**What you will do:** Rescale the listing from its first line through the line with "point(612, 282)", and write out only those lines, requests included. Multiply each answer coordinate by 1.3 and round it to a whole number, halves up, but leave the requests and their sample points as they are.
_ _ _
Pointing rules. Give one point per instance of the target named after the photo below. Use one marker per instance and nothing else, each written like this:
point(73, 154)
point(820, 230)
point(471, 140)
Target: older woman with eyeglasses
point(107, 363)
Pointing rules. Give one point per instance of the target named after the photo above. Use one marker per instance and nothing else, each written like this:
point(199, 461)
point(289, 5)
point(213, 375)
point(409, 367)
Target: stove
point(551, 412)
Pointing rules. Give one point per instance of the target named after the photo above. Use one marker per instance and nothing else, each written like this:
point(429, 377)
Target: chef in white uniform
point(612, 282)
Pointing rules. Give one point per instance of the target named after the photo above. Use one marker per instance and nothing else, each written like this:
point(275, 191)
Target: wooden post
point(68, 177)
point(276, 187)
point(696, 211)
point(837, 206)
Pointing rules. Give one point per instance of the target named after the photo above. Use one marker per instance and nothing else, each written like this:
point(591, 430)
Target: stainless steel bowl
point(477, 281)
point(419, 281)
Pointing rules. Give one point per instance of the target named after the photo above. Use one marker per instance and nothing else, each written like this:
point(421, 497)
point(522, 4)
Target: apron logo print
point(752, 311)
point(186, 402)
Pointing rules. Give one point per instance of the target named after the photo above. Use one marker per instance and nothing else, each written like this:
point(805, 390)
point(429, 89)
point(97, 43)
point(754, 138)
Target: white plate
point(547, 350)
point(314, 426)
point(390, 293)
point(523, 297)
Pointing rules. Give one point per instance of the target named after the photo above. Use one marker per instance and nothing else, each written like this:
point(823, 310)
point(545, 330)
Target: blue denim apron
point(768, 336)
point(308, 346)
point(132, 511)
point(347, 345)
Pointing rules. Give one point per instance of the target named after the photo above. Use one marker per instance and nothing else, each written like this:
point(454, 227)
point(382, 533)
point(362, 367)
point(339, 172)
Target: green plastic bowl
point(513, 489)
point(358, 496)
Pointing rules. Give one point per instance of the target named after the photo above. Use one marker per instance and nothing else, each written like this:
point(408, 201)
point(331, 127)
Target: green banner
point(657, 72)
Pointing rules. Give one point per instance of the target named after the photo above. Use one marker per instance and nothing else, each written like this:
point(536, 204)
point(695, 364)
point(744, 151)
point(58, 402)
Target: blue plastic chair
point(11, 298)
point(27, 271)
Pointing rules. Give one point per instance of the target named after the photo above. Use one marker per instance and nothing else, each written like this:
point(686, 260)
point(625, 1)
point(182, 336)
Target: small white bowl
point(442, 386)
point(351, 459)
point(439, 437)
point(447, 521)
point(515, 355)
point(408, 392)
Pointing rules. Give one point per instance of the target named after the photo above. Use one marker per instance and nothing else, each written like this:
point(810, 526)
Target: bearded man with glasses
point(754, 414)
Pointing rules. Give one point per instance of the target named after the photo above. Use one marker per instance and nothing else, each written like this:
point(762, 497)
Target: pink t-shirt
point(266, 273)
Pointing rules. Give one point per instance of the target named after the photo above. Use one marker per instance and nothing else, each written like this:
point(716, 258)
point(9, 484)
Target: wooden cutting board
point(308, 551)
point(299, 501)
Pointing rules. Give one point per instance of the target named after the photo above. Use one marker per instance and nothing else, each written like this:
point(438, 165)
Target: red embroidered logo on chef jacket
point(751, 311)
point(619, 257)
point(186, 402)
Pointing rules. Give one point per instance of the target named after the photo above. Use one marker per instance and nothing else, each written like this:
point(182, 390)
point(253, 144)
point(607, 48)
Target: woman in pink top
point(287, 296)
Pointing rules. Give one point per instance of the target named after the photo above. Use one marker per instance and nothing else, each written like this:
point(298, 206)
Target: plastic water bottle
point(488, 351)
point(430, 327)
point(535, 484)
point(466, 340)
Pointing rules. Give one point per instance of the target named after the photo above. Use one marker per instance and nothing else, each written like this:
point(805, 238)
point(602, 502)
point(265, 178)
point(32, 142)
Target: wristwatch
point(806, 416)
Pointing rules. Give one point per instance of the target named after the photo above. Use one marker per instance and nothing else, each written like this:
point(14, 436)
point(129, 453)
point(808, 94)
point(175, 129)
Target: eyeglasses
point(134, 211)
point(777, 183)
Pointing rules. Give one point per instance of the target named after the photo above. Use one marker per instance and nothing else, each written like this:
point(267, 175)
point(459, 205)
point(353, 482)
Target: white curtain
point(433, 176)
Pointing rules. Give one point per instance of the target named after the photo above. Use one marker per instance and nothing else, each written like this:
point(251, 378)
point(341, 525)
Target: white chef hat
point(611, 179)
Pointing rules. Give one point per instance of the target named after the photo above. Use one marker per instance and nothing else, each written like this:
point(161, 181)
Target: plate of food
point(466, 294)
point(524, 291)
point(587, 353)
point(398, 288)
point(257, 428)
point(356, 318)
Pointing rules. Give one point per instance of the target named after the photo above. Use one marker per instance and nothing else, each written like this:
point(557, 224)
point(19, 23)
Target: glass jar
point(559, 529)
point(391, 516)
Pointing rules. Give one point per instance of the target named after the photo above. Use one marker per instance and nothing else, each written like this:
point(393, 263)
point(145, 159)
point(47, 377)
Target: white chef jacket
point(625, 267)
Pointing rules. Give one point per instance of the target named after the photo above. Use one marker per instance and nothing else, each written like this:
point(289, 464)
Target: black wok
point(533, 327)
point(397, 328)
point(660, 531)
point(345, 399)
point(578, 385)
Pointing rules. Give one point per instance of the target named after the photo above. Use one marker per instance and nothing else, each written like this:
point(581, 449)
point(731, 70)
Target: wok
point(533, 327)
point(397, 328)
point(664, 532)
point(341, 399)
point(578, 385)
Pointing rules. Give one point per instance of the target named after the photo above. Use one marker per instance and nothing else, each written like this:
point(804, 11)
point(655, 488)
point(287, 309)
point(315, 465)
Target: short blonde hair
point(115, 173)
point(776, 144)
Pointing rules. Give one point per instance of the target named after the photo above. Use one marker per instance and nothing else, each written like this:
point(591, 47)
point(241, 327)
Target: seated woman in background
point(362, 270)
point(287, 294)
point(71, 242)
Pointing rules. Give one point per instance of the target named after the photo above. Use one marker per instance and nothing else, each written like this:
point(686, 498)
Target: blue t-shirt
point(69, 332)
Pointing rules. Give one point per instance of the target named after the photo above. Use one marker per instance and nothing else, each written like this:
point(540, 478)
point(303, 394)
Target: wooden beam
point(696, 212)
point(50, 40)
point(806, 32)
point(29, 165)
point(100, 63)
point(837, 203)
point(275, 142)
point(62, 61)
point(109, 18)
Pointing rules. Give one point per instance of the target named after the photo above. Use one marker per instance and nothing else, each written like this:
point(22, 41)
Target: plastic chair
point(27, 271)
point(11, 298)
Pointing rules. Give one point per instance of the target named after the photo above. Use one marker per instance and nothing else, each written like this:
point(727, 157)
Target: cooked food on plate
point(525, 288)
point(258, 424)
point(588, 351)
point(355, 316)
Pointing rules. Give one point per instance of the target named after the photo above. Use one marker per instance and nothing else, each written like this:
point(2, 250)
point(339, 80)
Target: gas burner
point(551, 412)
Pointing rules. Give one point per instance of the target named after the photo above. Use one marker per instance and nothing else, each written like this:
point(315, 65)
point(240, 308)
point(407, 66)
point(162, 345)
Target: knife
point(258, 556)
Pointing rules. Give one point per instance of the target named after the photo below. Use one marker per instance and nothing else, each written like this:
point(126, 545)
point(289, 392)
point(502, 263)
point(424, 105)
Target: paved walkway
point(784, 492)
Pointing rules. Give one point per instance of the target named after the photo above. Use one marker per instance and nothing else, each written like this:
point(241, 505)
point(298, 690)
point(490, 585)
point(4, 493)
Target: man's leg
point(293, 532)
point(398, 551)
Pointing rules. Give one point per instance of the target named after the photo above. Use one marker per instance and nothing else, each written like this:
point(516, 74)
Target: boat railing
_ _ _
**Task response:**
Pointing rules. Give one point per instance of the target named after the photo below. Use one marker per instance and nothing else, each written like this:
point(73, 154)
point(820, 230)
point(471, 140)
Target: older woman with eyeglasses
point(139, 472)
Pointing rules. Give one point per instance of the target named after the photo above. Use one marker per instance and nothing else, each written like this:
point(199, 461)
point(289, 5)
point(213, 375)
point(409, 367)
Target: stove
point(716, 536)
Pointing rules. Give one point per instance of the target named after the photo above. Use one marker per instance and nothing else, each written like this:
point(429, 377)
Target: chef in white uniform
point(796, 367)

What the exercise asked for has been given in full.